• [WORK INSTRUCTIONS] Every entry below must be repeated exactly; skip the pictures.

(Stored entries)
────────
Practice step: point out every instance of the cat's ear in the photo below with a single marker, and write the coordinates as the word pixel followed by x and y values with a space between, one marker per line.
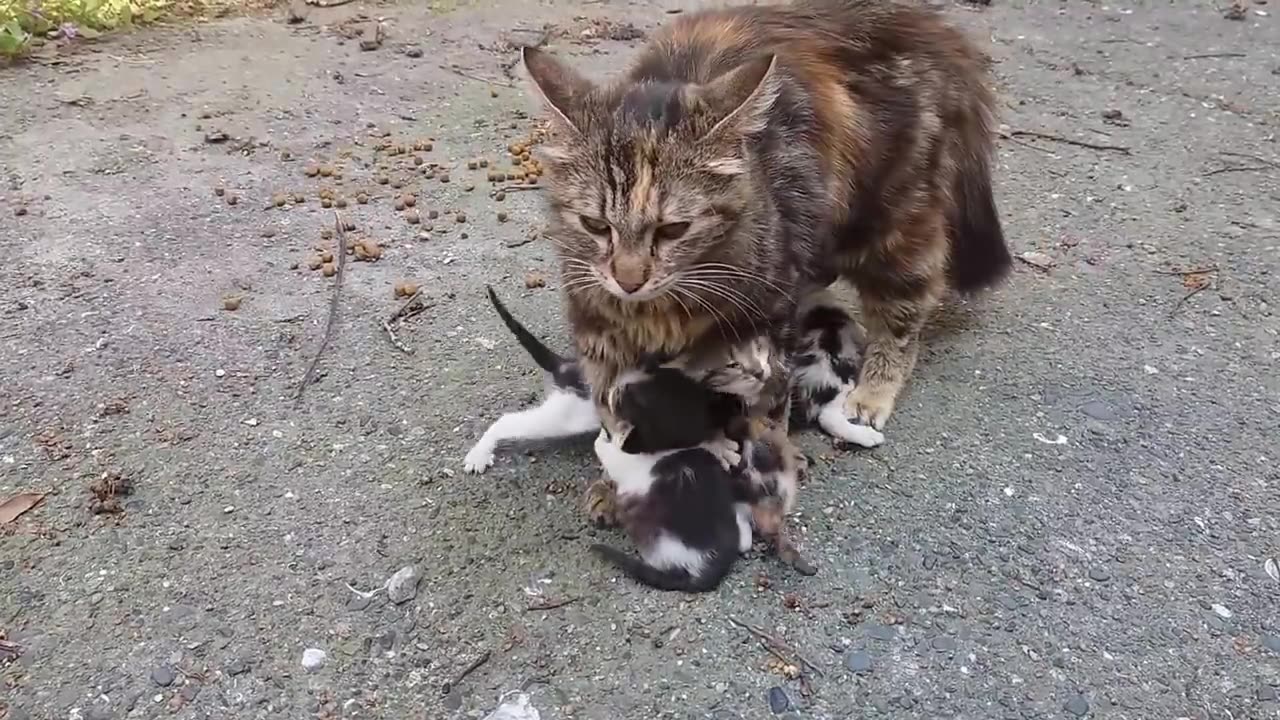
pixel 740 99
pixel 558 86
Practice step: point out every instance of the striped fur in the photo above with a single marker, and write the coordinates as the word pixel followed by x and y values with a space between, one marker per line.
pixel 752 154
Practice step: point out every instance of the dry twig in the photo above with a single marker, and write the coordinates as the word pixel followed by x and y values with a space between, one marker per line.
pixel 552 605
pixel 1052 137
pixel 1207 55
pixel 775 643
pixel 460 72
pixel 341 231
pixel 475 665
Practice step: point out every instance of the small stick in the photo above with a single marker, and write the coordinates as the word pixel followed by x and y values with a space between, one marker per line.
pixel 400 311
pixel 1191 272
pixel 1185 297
pixel 775 642
pixel 475 665
pixel 552 605
pixel 475 77
pixel 1052 137
pixel 1247 156
pixel 341 229
pixel 396 341
pixel 1207 55
pixel 1238 169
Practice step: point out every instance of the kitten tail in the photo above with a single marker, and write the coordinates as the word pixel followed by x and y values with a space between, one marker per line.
pixel 680 580
pixel 545 358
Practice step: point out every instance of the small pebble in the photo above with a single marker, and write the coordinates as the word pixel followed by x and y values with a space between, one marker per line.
pixel 858 661
pixel 402 586
pixel 778 701
pixel 312 659
pixel 163 675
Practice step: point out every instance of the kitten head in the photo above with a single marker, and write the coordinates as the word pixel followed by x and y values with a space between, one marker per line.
pixel 746 370
pixel 649 182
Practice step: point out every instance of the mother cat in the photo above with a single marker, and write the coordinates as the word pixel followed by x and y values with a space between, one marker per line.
pixel 755 154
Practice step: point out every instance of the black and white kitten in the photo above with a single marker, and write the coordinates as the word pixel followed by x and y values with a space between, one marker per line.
pixel 672 469
pixel 566 411
pixel 824 369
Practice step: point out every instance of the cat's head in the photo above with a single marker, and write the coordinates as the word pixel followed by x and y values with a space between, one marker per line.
pixel 650 186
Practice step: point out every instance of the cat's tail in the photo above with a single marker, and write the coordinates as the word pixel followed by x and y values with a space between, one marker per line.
pixel 545 358
pixel 673 579
pixel 979 256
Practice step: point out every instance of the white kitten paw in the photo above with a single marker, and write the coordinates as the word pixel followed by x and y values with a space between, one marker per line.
pixel 478 460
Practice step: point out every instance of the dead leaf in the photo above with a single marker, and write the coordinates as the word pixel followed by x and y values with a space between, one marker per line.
pixel 1196 281
pixel 17 505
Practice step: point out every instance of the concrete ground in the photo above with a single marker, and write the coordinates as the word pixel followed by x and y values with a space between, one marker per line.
pixel 1075 514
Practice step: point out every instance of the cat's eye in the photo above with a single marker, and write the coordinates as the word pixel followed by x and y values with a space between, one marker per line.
pixel 594 226
pixel 670 231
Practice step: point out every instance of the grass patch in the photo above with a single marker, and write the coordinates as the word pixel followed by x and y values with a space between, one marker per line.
pixel 23 23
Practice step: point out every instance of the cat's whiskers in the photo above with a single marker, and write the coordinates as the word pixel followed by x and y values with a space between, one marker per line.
pixel 735 273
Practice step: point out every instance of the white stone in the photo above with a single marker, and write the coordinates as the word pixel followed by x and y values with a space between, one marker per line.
pixel 312 659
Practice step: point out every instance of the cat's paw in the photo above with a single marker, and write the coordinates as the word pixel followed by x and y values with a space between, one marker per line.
pixel 600 504
pixel 478 460
pixel 871 405
pixel 727 451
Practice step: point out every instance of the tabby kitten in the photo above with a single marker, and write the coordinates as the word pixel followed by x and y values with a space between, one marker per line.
pixel 753 154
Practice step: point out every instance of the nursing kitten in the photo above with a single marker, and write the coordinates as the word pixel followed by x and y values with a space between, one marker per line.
pixel 677 507
pixel 672 468
pixel 824 369
pixel 754 154
pixel 566 411
pixel 764 491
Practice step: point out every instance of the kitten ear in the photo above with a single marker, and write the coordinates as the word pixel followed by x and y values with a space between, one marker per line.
pixel 557 85
pixel 741 98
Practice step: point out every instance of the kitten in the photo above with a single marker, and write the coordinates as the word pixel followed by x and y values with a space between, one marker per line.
pixel 755 154
pixel 566 411
pixel 824 369
pixel 677 507
pixel 766 487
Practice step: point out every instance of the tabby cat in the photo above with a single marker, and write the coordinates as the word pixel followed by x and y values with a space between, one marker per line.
pixel 753 154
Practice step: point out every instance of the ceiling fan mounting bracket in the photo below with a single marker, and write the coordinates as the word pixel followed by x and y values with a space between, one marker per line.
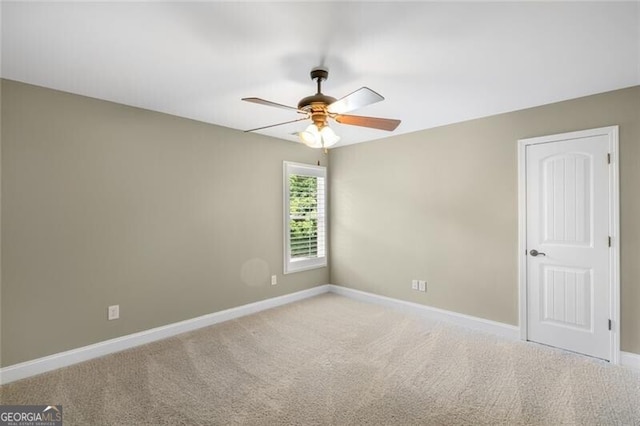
pixel 319 73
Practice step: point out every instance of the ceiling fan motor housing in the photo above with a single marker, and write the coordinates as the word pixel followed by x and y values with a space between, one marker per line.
pixel 314 102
────────
• [WRITTEN SOLUTION]
Practice step: point out every instance of the cat's ear in the photo below with a single marker, and write the coordinates as the word pixel followed by x and y values with a space between, one marker per line.
pixel 740 99
pixel 558 86
Practice step: point out every instance of the striped fur in the photo above with a single marker, and write the coordinates as the word pixel followed by x and y values with a space between, one marker per line.
pixel 752 154
Practice step: point out every instance of the dry twig in the photo above with a single marker, and write the coordinates as the word pixel followed by x and y values with a space between, one marker per line.
pixel 552 605
pixel 1052 137
pixel 1207 55
pixel 775 643
pixel 460 72
pixel 341 231
pixel 475 665
Practice step: point out every instance of the small stick in the photo above with a single marker, and write the coordinates as the word pixel followed by x and y values with a space between, one marker per line.
pixel 400 311
pixel 1191 272
pixel 1185 297
pixel 775 642
pixel 475 665
pixel 552 605
pixel 475 77
pixel 1052 137
pixel 1247 156
pixel 341 229
pixel 396 341
pixel 1207 55
pixel 1238 169
Practice step: point out every instance of the kitten tail in the photo above with a single marker, and write the coordinates as the word pixel followed by x and y values with a space between, one marker per line.
pixel 680 580
pixel 545 358
Practice step: point out every instance of the small pebble in the photo above with a single marker, and write the coordinates as the word pixel followed by x and y values with a space between, one marker per line.
pixel 858 661
pixel 402 586
pixel 778 701
pixel 312 659
pixel 163 675
Practice step: point out every instance of the kitten head in the photo above with a single marker, and write the coordinates as the word pixel followed by x and y values with a space between, one marker per line.
pixel 746 370
pixel 649 182
Practice step: point out every instance of the mother cat in the photo above with a single marker, and write the coordinates as the word pixel followed by x and y values with a space between, one marker per line.
pixel 755 154
Practice step: point out every instance of the black and white kitten in the photo above with a single marker, and write the coordinates as the word pixel followed by x and y values with a space between, one marker per line.
pixel 672 469
pixel 566 411
pixel 824 369
Practice step: point out every instance of the cat's head in the photo above with a single marker, and write the coordinates as the word pixel followed by x and y values with a space between, one marker per line.
pixel 650 186
Practice step: point out every instance of the cat's tail in the photo above with a single marker, and write the coordinates as the word pixel followed by x and y values with a space between, one marker per line.
pixel 545 358
pixel 673 579
pixel 979 256
Practice step: point out every instance of the white kitten paw in the photo above with a single marker, and write the coordinates as the word pixel followed by x and y values with a space between, one marker per line.
pixel 478 460
Practice step: point out every instance of the dead leaf in the photo above with a single marker, and write the coordinates as the word pixel followed by x and y values with a space between, one marker per line.
pixel 1196 281
pixel 17 505
Practice step: point out every instance of the concrete ground in the photo above with a single marker, and write the coordinates as the word pixel followed by x and y values with a space between, one marker per line.
pixel 1075 514
Practice step: point out every instance of the cat's eye in the photo above with a single marker, and write the coordinates as the word pixel followed by x and y values with a space between, one marker per line.
pixel 594 226
pixel 670 231
Practice step: point out every instance of the grass patch in the photo above with a single marker, and write the coordinates as the word pixel followed by x and y values with a space between, one marker per line.
pixel 23 23
Practice step: point out every instance of the cat's whiskers in the photo above with a single marker, and write the coordinates as the word pixel followed by x and y values with a space between, one marker per line.
pixel 735 273
Practice step: point out every instance of the white stone in the photo above with a single marker, and write the coordinates as the word pixel followed by x and y values with a space between, one marker per line.
pixel 312 659
Practice step: point out every instance of the cat's paw in the photo above with a single marker, and write the coordinates as the word pixel followed by x and y values with a space between, one marker per line.
pixel 600 504
pixel 478 460
pixel 871 405
pixel 727 451
Practice step: point out every instance of the tabby kitten in the photo above with a single marker, and write the coordinates as the word pixel followed by x and y values with a space between, one marker per line.
pixel 753 154
Practice step: point out every instance of the nursing kitten in the photo above with a single marker, and write the coordinates as the word pixel followed by x and y values with a space between, one marker per line.
pixel 677 507
pixel 672 468
pixel 824 369
pixel 754 154
pixel 566 411
pixel 764 491
Practice step: point out every instance of the kitten ear in the photo above with a single marker, and write the coordinates as the word pixel followed by x and y values with a space between, one marker per line.
pixel 557 85
pixel 741 98
Practice step: point out every instance of the kitten in the photo above with a single marker, and write the coordinates as the word pixel followed by x and y values with a space between, one marker per line.
pixel 755 154
pixel 566 411
pixel 824 369
pixel 677 507
pixel 766 487
Practice step: point out every instance of the tabby cat in the photo above with a single marker, and write the coordinates as the word pixel followed by x and y values with a space between, one marker per line.
pixel 753 154
Practice step: point out every instance of the ceiling fan mounting bracket in the photo below with a single marker, and write the coordinates as the word pixel followed by x and y values with a space between, one marker per line.
pixel 319 73
Practice step: point out every instance of the ceiling fan motor housing in the photo above with a single marker, and write the coordinates as the word pixel followed by x and y values with a space between, one marker per line.
pixel 314 102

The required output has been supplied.